[Page text Boundary: Start]

Second, the assumption (something he argues for explicitly in other places) that Christians being active in the public square is equivalent to “dominionists” or Christian Nationalism, is false. I simply see no rational reason to believe that if I think the biological reality of marriage and the psychological truths of male-female relationships should be a cultural norm, that makes me a kind of cultural aggressor. French states that he doesn’t want the lives of his gay friends to be upended if Obergefell is overturned. Fine enough, but a multitude of Christian-owned businesses have already been disturbed if not destroyed because of Obergefell. So, I’m not sure his concern carries the weight he wants it to.
Every culture is always making its own decisions about what is right and wrong, moral and immoral. And if one point of view does not dominate, another will. Why should I believe that a secular, ever-expanding, view of marriage should be the default, or enshrined in law, because we are a pluralistic culture? I shouldn’t. I have just as much a voice in the public square as my neighbor, not less simply because I am a Christian.
Bioethicists Ignoring Science and Ethics
The field of bioethics has always been fascinating to me. When I used to teach philosophy for in-person classes, one of the sections I enjoyed the most is when we got to apply the various tools we were learning in class to bioethical and scientific issues. It was always fun to stir the class up with stories of scientists who were 3-D printing working chicken hearts and show them pictures of bioluminescent rabbits and rats. Once the “weird factor” was achieved, we attacked the more mundane, but more life-impacting, issues.

[Page text Boundary: End]
[Listed records Boundary: Start]

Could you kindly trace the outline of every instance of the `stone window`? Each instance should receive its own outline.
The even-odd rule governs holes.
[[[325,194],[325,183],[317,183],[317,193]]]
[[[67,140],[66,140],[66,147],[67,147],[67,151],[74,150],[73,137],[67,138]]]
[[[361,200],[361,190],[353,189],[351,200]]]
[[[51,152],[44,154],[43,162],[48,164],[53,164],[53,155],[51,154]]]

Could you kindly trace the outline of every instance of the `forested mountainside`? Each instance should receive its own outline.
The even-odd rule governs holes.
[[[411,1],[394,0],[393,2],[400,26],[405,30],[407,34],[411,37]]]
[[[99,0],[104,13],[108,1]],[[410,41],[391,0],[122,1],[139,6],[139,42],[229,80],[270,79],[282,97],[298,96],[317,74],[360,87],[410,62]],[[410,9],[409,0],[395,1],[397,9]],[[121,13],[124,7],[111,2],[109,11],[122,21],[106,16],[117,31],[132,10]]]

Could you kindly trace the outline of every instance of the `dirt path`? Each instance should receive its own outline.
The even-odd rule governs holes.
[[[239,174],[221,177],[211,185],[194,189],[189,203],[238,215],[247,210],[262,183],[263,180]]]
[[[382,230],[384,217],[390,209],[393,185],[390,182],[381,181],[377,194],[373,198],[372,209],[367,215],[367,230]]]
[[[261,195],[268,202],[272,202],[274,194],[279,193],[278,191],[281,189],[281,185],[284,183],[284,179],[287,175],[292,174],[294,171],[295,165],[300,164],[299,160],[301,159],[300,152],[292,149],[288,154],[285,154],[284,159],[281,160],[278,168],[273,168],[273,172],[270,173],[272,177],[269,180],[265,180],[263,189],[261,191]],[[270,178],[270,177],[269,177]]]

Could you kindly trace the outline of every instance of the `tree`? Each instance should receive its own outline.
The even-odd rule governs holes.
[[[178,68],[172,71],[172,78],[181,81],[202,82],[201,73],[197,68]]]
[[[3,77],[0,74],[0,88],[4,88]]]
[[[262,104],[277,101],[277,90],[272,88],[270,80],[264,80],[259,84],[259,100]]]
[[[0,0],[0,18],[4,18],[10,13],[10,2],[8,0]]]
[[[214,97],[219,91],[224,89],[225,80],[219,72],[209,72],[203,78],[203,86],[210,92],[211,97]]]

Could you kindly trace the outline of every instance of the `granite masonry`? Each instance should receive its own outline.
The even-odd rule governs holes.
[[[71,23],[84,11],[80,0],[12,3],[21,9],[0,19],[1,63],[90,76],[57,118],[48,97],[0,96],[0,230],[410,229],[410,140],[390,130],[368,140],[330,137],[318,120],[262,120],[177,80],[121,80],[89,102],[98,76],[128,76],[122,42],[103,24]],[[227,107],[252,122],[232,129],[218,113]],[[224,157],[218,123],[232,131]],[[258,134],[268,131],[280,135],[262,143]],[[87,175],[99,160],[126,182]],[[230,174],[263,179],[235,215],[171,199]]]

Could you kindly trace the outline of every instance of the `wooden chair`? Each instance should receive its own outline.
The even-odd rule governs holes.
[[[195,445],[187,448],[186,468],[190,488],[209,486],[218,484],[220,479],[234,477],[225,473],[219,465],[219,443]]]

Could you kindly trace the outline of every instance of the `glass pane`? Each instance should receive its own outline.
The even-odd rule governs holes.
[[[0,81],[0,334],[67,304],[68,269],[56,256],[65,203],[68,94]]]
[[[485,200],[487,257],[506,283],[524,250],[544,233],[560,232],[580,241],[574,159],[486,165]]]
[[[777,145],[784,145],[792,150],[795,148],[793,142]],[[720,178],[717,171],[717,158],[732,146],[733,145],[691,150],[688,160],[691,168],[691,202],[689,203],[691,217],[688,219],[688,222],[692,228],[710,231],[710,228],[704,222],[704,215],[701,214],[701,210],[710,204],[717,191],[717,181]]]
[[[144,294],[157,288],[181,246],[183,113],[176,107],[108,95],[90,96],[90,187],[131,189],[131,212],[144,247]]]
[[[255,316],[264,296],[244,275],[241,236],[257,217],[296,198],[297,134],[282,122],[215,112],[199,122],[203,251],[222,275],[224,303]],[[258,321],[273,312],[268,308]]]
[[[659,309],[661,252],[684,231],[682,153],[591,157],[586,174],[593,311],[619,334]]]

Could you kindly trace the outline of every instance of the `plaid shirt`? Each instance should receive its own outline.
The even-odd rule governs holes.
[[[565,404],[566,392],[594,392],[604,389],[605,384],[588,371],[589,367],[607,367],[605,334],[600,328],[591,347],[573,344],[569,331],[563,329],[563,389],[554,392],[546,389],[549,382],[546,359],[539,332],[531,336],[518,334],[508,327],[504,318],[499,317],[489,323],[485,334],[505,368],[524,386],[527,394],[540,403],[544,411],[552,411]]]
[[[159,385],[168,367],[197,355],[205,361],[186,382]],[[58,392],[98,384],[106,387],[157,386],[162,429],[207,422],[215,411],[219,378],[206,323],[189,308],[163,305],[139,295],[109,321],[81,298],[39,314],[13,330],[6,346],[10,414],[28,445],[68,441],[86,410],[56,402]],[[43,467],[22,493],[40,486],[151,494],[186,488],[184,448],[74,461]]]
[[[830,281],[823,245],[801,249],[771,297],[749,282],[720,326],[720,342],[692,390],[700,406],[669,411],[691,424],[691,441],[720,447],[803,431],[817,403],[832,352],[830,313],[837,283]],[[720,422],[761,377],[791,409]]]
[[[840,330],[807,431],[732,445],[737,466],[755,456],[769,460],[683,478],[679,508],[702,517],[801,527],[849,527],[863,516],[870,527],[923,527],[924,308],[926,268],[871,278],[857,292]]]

[Listed records Boundary: End]

Condense the paragraph of the page text that begins "Every culture is always making" into two sentences, keeping its main points. Work from the page text only.

Every culture keeps deciding what is right and wrong, and if one point of view does not dominate, another will. The writer sees no reason a secular, ever-expanding view of marriage should be the default or enshrined in law because the culture is pluralistic, since being a Christian gives the writer no less voice in the public square than a neighbor.